-- EXTRACTED MATERIAL follows --
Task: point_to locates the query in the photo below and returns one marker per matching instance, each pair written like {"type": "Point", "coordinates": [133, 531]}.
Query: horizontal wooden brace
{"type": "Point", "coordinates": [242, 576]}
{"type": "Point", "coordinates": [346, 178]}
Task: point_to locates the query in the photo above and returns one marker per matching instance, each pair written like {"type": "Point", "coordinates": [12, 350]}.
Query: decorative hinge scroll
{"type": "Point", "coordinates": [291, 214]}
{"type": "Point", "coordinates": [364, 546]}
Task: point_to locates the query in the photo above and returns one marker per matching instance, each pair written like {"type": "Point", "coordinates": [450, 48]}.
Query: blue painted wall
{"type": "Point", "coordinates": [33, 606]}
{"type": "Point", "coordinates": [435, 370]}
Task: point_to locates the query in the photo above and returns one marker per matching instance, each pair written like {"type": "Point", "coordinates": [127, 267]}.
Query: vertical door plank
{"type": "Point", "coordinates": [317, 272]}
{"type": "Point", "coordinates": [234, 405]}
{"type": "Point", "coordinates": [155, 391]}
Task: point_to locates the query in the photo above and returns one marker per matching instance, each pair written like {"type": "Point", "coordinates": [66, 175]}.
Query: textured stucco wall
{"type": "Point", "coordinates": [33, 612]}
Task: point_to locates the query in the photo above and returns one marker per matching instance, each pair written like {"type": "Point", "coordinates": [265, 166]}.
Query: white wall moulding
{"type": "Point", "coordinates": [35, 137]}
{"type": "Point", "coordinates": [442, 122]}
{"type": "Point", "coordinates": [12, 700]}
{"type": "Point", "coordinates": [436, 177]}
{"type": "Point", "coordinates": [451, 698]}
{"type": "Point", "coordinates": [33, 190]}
-- EXTRACTED MATERIAL concluded --
WHAT NEEDS TO BE DONE —
Copy the records out again word for word.

TASK RESULT —
Task: point_to locates the query in the photo below and returns one marker per matching instance, each pair written like {"type": "Point", "coordinates": [133, 531]}.
Query: horizontal wooden brace
{"type": "Point", "coordinates": [242, 576]}
{"type": "Point", "coordinates": [346, 178]}
Task: point_to locates the query in the photo above and returns one marker per matching instance, each pair written like {"type": "Point", "coordinates": [12, 350]}.
Query: decorative hinge scroll
{"type": "Point", "coordinates": [291, 214]}
{"type": "Point", "coordinates": [364, 546]}
Task: point_to locates the query in the photo above and returns one marker per matching instance, each pair written like {"type": "Point", "coordinates": [450, 48]}.
Query: blue painted wall
{"type": "Point", "coordinates": [33, 606]}
{"type": "Point", "coordinates": [435, 370]}
Task: point_to locates the query in the photo above and returns one marker per matching instance, each pair written like {"type": "Point", "coordinates": [127, 267]}.
Query: vertical door plank
{"type": "Point", "coordinates": [317, 272]}
{"type": "Point", "coordinates": [234, 405]}
{"type": "Point", "coordinates": [155, 391]}
Task: point_to locates the query in the photo above and returns one marker per matching instance, each pair written like {"type": "Point", "coordinates": [66, 175]}.
Query: textured stucco wall
{"type": "Point", "coordinates": [33, 612]}
Task: point_to locates the query in the photo above and returns one marker per matching instance, each pair written like {"type": "Point", "coordinates": [265, 166]}.
Query: white wall moulding
{"type": "Point", "coordinates": [35, 137]}
{"type": "Point", "coordinates": [442, 122]}
{"type": "Point", "coordinates": [12, 700]}
{"type": "Point", "coordinates": [436, 177]}
{"type": "Point", "coordinates": [451, 698]}
{"type": "Point", "coordinates": [33, 190]}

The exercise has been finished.